Text shown:
= Beginning of Section =

# zk-SNARKs

A possible cryptographic implementation of a zero-knowledge proving system is a “zk-SNARK”, and as far as I know it’s the oldest practical implementation of a zero-knowledge system.

zk-SNARK means Zero-Knowledge Succinct Non-interactive ARgument of Knowledge

Zero-Knowledge has the meaning explained above: nothing is revealed beyond truth of statement.

Succinct means that the proof is short (e.g. for the crypto people, let’s say that it can easily be stored in a transaction of an existing blockchain) and can be easily verified (e.g. it can be cheaply checked by a blockchain node when validating blocks).

Non-interactive means that we can write and store a proof, without the need to have question/answer cycles as in the introductory “snooker ball” example in the Home Page. So a proof can be computed and published say on a blockchain, and everyone can verify it.

ARgument of Knowledge roughly means that we can produce a cryptographic proof for the defined statement. A more precise explanation of the terms goes beyond the purpose of this text, and beyond my own knowledge of the subject, but intuitively an argument can be defined as a series of statements intended to determine the degree of truth of another statement. In our case, the argument is the proof that we can give of the defined statement. The argument needs to satisfy the property of completeness, i.e. true statements have proofs, and false statements don’t. And that’s all about the “Argument” part of the definition. With the term “knowledge” instead, we are saying that every prover producing a convincing proof of the defined statement, must “know a witness”; a witness in cryptography is a piece of information that allows to efficiently verify that the given statement is true. As an example, if the statement is y=HASH(x), where HASH() is a one-way function and y is a known value, x can be the witness: knowing that x, we can easily and quickly verify that the statement y=HASH(x) is true. So to wrap it up, “argument of knowledge” means the ability to produce a convincing proof of knowledge of a witness, x, to the defined statement, y=HASH(x).

= End of Section =

Dataset entries:
= Beginning of Section =

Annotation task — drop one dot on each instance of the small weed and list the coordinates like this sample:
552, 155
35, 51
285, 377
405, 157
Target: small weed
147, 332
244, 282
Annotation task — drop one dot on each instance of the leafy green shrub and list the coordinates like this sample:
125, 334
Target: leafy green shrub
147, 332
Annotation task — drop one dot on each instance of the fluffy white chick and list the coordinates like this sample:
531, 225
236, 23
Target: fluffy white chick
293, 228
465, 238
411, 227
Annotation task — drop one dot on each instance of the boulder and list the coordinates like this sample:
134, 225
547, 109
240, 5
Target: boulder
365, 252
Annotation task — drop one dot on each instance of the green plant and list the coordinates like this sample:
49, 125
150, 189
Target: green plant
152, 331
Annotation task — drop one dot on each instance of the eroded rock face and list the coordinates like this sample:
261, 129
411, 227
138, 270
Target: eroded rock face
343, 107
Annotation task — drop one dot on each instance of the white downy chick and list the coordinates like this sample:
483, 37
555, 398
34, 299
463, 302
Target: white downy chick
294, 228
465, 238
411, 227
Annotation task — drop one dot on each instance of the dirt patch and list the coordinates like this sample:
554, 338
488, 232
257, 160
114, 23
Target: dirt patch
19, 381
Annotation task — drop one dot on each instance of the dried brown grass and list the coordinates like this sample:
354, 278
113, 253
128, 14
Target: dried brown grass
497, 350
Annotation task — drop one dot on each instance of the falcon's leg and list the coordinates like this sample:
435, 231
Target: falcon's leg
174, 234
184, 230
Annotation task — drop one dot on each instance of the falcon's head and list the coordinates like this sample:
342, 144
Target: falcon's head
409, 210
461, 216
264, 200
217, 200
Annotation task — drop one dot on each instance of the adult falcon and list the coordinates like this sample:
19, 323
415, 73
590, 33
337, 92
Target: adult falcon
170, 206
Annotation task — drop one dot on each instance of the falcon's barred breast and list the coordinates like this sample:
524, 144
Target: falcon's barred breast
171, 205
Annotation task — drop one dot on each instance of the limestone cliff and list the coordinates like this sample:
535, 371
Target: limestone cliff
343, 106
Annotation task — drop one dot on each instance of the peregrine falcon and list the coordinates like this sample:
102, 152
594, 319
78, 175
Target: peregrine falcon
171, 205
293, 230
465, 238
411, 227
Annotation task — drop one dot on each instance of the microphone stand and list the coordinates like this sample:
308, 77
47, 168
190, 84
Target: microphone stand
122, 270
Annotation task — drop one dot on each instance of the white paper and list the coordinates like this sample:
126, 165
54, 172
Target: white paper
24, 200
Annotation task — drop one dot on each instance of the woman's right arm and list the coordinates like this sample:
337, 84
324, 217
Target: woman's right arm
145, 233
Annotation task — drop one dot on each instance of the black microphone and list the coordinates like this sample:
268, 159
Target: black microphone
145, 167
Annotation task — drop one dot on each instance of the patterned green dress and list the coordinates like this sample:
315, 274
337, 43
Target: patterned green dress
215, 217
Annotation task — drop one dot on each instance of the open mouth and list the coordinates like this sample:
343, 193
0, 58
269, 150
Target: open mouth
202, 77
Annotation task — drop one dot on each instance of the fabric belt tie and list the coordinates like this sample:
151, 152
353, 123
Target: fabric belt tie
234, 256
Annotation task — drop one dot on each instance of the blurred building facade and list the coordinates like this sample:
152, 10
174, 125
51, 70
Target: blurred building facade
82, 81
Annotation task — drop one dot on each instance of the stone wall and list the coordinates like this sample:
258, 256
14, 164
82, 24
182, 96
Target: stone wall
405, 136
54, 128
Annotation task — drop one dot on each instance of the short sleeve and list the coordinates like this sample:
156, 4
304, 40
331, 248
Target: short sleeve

= End of Section =

Problem: Decide whether each statement agrees with the text on zk-SNARKs, answering yes or no and quoting the deciding words: (a) A succinct proof is both short and easy to verify. (b) A non-interactive proof depends on question/answer cycles between parties. (c) A witness is information that allows the statement to be verified efficiently. The lines stand apart from the text on zk-SNARKs and have no connection to it.

Worked solution:
(a) Yes: "Succinct means that the proof is short" and "can be easily verified"
(b) No: "without the need to have question/answer cycles"
(c) Yes: "a witness in cryptography is a piece of information that allows to efficiently verify that the given statement is true"